■ Rows of box annotation data ■
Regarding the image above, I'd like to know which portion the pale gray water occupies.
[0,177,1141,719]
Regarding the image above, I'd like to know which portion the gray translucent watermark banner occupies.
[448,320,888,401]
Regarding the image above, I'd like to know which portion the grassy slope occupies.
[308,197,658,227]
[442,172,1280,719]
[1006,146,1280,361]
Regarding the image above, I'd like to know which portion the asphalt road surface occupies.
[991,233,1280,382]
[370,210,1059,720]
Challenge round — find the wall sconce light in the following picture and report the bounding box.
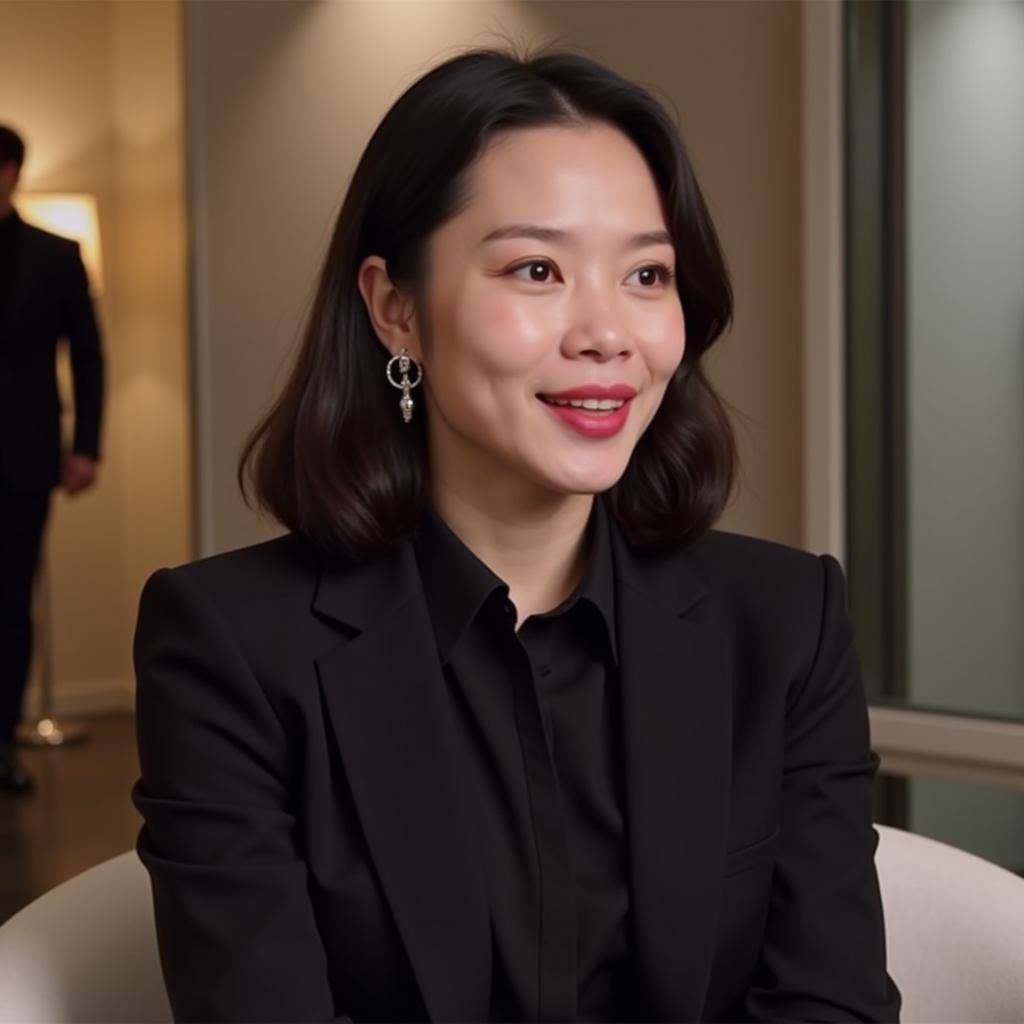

■ AIM OF THE TASK ■
Rewrite the lines above as a numbered list, skipping blank lines. Omit the picture from your answer.

■ FULL ANSWER ■
1. Regarding the image above, I'd like to know which portion the pale gray water occupies.
2. [0,177,1141,719]
3. Regarding the image above, I'd like to know which portion the gray translucent watermark banner occupies.
4. [448,320,888,401]
5. Regarding the image above, I'd like to know which portion the grassy slope occupies.
6. [308,197,658,227]
7. [442,172,1280,719]
8. [1006,146,1280,361]
9. Regarding the image above, I'd like to know which portion the asphalt road surface occupies.
10. [991,233,1280,382]
11. [370,210,1059,720]
12. Challenge round — find the wall sconce light in the following picture and report the bounding box.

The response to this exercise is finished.